** Excerpt provided **
* * *
Rubrics as Rewards: Reinforcement Learning Beyond Verifiable Domains¶

Conference: ICLR 2026
OpenReview: https://openreview.net/forum?id=c1bTcrDmt4
Code: Dataset open-sourced at https://huggingface.co/collections/ScaleAI/rar
Area: Alignment RLHF / LLM Reasoning
Keywords: rubric reward, RLVR, GRPO, on-policy RL, LLM-as-judge

TL;DR¶

This paper introduces Rubrics as Rewards (RaR), treating itemized rubric checklists as reward functions for on-policy reinforcement learning. This extends RL with Verifiable Rewards (RLVR)—previously limited to "verifiable" tasks like math or code—to real-world reasoning domains like medicine and science where no single standard answer exists. RaR achieves up to a 31% improvement over popular LLM-as-judge Likert baselines on HealthBench and a 7% improvement on GPQA-Diamond.

Background & Motivation¶

Background: Reinforcement Learning with Verifiable Rewards (RLVR) has been highly successful in tasks such as mathematics and coding. These tasks provide clear binary signals where a scoring function or test case can automatically determine \(\text{match}(y, \hat{y}) \in \{0,1\}\) without the need to train a reward model.

Limitations of Prior Work: Once moving beyond "verifiable" domains into real-world tasks like medical consultation or scientific reasoning, evaluation is no longer black-and-white but relies on multi-dimensional, fine-grained judgment. Existing alternative rewards have significant flaws: preference reward models (Preference RM) are prone to overfitting surface features (length, format, annotator bias) and require massive amounts of pairwise comparison data; directly asking an LLM for a 1–10 Likert score (Direct-Likert) provides coarse, uninterpretable signals where the judge often gives unstable holistic impression scores.

Key Challenge: Verifiable rewards are "simple but lack expressivity," while preference rankings are "expressive but noisy and expensive to maintain." Real-world tasks are caught in the middle, requiring a multi-dimensional standard of "what makes a good answer" without the prohibitive cost of preference labeling.

Goal: To find a "middle-ground" reward that decomposes "good answers" into interpretable sub-criteria like a rubric, while remaining automated and reusable for on-policy RL like a verifiable reward.

Key Insight: The authors observe that instance-specific rubrics (tailored for each prompt) have previously been used only for evaluation benchmarks (e.g., doctors using rubrics to score models in HealthBench). They have rarely been utilized as training reward signals. Transforming rubrics from "evaluation tools" into "reward functions" closes the loop between evaluation and training.
* * *
** Stored data **

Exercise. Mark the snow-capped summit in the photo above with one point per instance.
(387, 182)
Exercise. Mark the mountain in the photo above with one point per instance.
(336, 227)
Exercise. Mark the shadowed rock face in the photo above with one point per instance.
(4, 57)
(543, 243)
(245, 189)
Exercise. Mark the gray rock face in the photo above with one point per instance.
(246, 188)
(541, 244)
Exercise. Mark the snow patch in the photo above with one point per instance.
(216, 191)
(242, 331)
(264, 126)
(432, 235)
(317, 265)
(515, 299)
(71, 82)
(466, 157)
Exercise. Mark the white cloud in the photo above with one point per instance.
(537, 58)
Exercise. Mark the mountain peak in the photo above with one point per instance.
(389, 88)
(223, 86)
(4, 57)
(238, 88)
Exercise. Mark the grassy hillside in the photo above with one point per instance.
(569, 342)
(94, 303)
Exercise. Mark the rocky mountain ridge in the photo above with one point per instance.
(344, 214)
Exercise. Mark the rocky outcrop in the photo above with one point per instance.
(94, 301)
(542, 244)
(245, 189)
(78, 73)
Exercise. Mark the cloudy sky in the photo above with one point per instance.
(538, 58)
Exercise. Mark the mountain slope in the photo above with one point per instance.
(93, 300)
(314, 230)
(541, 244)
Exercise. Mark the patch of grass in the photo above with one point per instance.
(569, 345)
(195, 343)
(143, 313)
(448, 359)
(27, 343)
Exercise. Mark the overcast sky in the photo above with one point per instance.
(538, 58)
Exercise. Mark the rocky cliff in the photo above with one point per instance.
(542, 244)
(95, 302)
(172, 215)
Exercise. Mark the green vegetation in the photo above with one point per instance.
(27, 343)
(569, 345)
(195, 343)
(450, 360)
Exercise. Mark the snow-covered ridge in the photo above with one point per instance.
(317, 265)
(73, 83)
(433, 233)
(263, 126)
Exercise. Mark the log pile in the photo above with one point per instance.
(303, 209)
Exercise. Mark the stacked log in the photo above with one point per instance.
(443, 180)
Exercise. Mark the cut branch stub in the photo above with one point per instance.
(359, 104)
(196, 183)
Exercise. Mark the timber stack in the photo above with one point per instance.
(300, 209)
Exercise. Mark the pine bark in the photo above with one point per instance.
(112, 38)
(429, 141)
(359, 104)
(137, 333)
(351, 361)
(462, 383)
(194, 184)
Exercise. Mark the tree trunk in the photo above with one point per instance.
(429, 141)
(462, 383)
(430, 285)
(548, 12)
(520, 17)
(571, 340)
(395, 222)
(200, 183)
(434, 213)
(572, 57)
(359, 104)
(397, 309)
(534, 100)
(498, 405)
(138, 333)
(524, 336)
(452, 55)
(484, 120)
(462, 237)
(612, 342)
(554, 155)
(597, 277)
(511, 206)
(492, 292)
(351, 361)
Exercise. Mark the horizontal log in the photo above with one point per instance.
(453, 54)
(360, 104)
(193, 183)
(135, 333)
* * *
** Apply what you read **
a. In the paper summary on Rubrics as Rewards, how large an improvement does RaR achieve over LLM-as-judge Likert baselines on HealthBench?
b. Pick up the paper summary on Rubrics as Rewards right after its last sentence and write the next part.

** Expected responses **
a. Up to 31%.

b.
Core Idea: Replace "single preference/Likert scores" with "itemized rubric checklists" as RL rewards. Each prompt is assigned a set of weighted binary criteria; an LLM judge verifies each item to aggregate a scalar reward for Policy Optimization via GRPO.

Method¶

Overall Architecture¶

The RaR pipeline consists of two main stages: first, offline synthesis of an instance-specific rubric for each prompt; second, feeding this rubric to an LLM judge within the GRPO training loop to verify criteria item-by-item and convert them into rewards.

Formalized, given a prompt \(x\), the policy \(\pi_\theta\) samples a response \(\hat{y}\). Each prompt is associated with a set of \(k\) rubric criteria \(\{(w_j, c_j)\}_{j=1}^k\), where \(w_j\) is the weight of the criterion and \(c_j:(x,\hat{y})\mapsto\{0,1\}\) is a binary function indicating whether the response satisfies that criterion. The final reward is aggregated from these criteria and sent to GRPO to calculate group-relative advantages and update the policy.

Notably, RaR is a strict superset of RLVR: when \(k=1, w_1=1\), and \(c_1\) degenerates into "exact match with the ground truth," RaR reverts to standard verifiable rewards \(r_{\text{RLVR}}(x,\hat{y})=\text{match}(y,\hat{y})\). In other words, verifiable rewards are a special case of "single mandatory criterion" rewards, while rubric rewards generalize this to multi-dimensional, weighted scenarios accommodating both objective and subjective standards.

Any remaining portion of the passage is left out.